### Dataset records ###
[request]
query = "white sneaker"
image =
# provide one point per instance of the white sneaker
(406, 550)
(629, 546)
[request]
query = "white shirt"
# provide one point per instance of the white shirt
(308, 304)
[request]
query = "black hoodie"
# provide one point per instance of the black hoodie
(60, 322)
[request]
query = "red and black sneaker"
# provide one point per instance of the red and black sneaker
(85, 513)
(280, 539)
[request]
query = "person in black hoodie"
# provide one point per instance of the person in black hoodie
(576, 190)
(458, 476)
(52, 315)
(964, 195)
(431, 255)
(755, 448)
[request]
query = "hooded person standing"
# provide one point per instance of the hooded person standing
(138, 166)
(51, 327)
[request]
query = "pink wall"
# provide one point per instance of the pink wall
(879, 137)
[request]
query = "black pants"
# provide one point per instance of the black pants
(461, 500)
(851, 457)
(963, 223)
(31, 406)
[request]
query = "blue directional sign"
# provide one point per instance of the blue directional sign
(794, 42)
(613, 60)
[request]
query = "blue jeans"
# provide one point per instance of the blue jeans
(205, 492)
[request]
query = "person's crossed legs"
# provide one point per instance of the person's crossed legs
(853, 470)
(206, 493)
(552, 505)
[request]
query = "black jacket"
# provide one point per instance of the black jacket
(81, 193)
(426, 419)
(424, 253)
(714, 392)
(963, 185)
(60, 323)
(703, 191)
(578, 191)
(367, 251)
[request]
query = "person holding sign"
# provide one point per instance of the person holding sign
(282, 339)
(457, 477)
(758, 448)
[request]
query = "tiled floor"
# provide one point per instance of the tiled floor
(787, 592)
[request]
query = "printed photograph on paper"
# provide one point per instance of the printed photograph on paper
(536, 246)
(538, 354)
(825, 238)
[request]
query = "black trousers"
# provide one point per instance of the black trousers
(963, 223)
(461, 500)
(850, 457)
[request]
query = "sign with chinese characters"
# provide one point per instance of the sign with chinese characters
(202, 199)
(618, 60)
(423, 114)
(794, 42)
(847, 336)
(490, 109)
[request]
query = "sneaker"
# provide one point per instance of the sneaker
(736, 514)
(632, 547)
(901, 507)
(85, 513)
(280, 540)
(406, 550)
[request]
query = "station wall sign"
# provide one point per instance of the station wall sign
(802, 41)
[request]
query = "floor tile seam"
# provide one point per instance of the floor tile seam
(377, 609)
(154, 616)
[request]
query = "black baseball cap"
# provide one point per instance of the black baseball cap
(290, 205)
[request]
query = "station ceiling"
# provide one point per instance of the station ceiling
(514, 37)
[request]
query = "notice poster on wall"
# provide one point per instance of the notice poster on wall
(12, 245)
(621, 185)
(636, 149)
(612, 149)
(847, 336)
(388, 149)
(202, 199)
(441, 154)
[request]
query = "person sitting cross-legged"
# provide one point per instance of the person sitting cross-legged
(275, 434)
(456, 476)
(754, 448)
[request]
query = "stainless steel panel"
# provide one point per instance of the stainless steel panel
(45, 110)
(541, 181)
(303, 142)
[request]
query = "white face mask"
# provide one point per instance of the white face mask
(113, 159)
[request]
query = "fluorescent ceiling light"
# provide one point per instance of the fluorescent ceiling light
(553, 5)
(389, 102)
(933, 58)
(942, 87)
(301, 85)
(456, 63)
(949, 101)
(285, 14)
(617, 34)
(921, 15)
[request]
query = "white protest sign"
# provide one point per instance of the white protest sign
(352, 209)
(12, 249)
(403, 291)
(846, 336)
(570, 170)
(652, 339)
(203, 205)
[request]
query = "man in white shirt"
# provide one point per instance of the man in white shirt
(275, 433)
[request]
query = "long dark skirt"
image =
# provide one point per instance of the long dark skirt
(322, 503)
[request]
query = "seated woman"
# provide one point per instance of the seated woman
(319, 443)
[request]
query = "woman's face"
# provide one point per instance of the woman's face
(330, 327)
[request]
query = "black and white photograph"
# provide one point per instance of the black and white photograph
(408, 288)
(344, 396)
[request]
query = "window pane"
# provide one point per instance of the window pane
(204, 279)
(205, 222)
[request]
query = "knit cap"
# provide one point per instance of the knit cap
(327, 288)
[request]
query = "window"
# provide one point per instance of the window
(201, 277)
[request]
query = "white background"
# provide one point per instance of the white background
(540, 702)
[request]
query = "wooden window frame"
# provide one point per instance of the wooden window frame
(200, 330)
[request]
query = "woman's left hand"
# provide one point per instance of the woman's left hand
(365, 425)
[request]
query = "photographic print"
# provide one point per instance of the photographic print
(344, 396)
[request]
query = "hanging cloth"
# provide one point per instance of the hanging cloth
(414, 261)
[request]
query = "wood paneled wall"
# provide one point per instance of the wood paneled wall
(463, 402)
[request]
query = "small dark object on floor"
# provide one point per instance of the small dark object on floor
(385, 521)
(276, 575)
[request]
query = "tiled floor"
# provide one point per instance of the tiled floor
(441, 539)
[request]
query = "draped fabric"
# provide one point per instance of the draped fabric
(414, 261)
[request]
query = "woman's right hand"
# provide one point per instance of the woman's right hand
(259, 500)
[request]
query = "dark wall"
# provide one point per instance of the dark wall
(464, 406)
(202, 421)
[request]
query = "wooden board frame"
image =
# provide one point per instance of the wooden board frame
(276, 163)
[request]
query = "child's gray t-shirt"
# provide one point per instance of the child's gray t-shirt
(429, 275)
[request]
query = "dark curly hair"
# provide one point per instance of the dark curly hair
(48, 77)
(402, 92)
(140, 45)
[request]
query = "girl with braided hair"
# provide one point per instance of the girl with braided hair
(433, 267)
###
Goal of the exercise: Print every entry exactly as written.

Solution for this problem:
[request]
query = "white sneaker"
image =
# provide one point per instance of the white sneaker
(406, 550)
(629, 546)
[request]
query = "white shirt"
# provide one point per instance of the white shirt
(308, 304)
[request]
query = "black hoodie"
# provide one point per instance of the black hoodie
(60, 322)
[request]
query = "red and black sneaker"
# provide one point per instance of the red and black sneaker
(85, 513)
(280, 539)
[request]
query = "person in black hoodie"
# provide one point per instance of the person in black hoodie
(576, 190)
(458, 476)
(52, 315)
(964, 195)
(431, 255)
(755, 448)
[request]
query = "hooded person standing"
# provide one point per instance of the hooded person standing
(138, 166)
(51, 327)
[request]
query = "pink wall"
# provide one point per instance of the pink wall
(879, 137)
[request]
query = "black pants"
# provide one point per instance of the black pants
(461, 500)
(851, 457)
(963, 223)
(31, 406)
[request]
query = "blue directional sign"
# provide one point per instance of the blue directional sign
(794, 42)
(613, 60)
[request]
query = "blue jeans"
# provide one point per instance of the blue jeans
(205, 492)
[request]
query = "person's crossed legs"
# provide one point per instance of the person's crossed legs
(853, 470)
(206, 493)
(552, 505)
[request]
query = "black jacket"
# provide one point per instance of the black jacket
(81, 193)
(426, 419)
(424, 253)
(714, 392)
(963, 185)
(60, 323)
(703, 191)
(578, 191)
(367, 251)
[request]
query = "person holding sign"
# provide one point per instance of the person holding sign
(282, 339)
(457, 477)
(758, 448)
[request]
query = "tiled floor"
# provide one point per instance of the tiled floor
(787, 592)
[request]
query = "printed photograph on paper"
# provide one point per instance of the printed photograph on paper
(536, 246)
(538, 354)
(825, 238)
[request]
query = "black trousers"
# provide one point per instance of the black trousers
(963, 223)
(461, 500)
(850, 457)
[request]
query = "sign with chinese characters"
# provide one point per instance of the sign with chinese characters
(202, 199)
(618, 60)
(423, 114)
(794, 42)
(847, 336)
(490, 109)
[request]
query = "sneaker"
# provide one point per instance of the sneaker
(736, 514)
(632, 547)
(901, 507)
(85, 513)
(280, 540)
(406, 550)
[request]
query = "station wall sign"
# provide one point per instance of the station wall sign
(802, 41)
[request]
query = "floor tile seam"
# provide one point per instance of the floor tile seam
(377, 609)
(154, 616)
[request]
query = "black baseball cap"
# provide one point per instance of the black baseball cap
(290, 205)
[request]
query = "station ceiling"
# provide one point per instance of the station ceiling
(514, 37)
[request]
query = "notice poster on wall"
# provide one point per instance of the notice poster on wall
(12, 245)
(621, 185)
(636, 149)
(612, 149)
(847, 336)
(388, 149)
(202, 199)
(441, 154)
[request]
query = "person sitting cross-legged"
# provide one point per instance of the person sitting cross-legged
(275, 434)
(456, 476)
(754, 448)
[request]
query = "stainless steel panel"
# provide one point per instance of the stainless steel panel
(45, 110)
(541, 181)
(303, 142)
[request]
query = "white face mask"
# provide one point per instance of the white face mask
(113, 159)
[request]
query = "fluorescent ceiling light"
# provide one point per instance of the fluorescent ceiling light
(553, 5)
(389, 102)
(933, 58)
(942, 87)
(301, 85)
(456, 63)
(949, 101)
(285, 14)
(617, 34)
(921, 15)
[request]
query = "white protest sign"
# provide one point per instance of the white protest sign
(352, 209)
(12, 249)
(403, 291)
(846, 336)
(570, 170)
(652, 339)
(203, 205)
[request]
query = "man in white shirt"
# provide one point per instance of the man in white shirt
(275, 433)
[request]
query = "long dark skirt"
image =
# provide one point per instance of the long dark skirt
(322, 503)
[request]
query = "seated woman"
# provide one point per instance of the seated woman
(319, 443)
[request]
query = "woman's face"
# provide one point per instance of the woman's face
(330, 327)
[request]
query = "black and white photograph"
# provide one point per instance of the black and white photograph
(408, 288)
(344, 396)
[request]
query = "window pane"
# provide one point per instance of the window pane
(204, 279)
(205, 222)
[request]
query = "knit cap"
# provide one point per instance of the knit cap
(327, 288)
[request]
query = "window"
# provide one point per instance of the window
(201, 277)
[request]
query = "white background"
# provide one point per instance of the white background
(540, 702)
[request]
query = "wooden window frame"
# provide one point per instance of the wooden window frame
(200, 330)
[request]
query = "woman's left hand"
# provide one point per instance of the woman's left hand
(365, 425)
[request]
query = "photographic print"
# provide one point per instance of the photographic print
(344, 396)
[request]
query = "hanging cloth"
# provide one point per instance of the hanging cloth
(414, 261)
[request]
query = "wood paneled wall"
# provide one point per instance of the wood paneled wall
(463, 402)
[request]
query = "small dark object on floor"
# provide one point per instance of the small dark object on floor
(385, 521)
(276, 575)
[request]
query = "tiled floor"
# provide one point per instance of the tiled floor
(441, 539)
[request]
query = "draped fabric"
# provide one point per instance of the draped fabric
(414, 261)
[request]
query = "woman's right hand"
# provide one point per instance of the woman's right hand
(259, 500)
[request]
query = "dark wall"
# provide one point per instance of the dark wall
(464, 406)
(202, 421)
[request]
query = "wooden board frame"
image =
# provide one point per instance of the wooden board frame
(276, 163)
[request]
query = "child's gray t-shirt"
# provide one point per instance of the child's gray t-shirt
(429, 275)
[request]
query = "dark curly hair"
# provide one point per instance of the dark curly hair
(48, 77)
(402, 92)
(140, 45)
[request]
query = "girl with braided hair"
# provide one point per instance of the girl with braided hair
(433, 267)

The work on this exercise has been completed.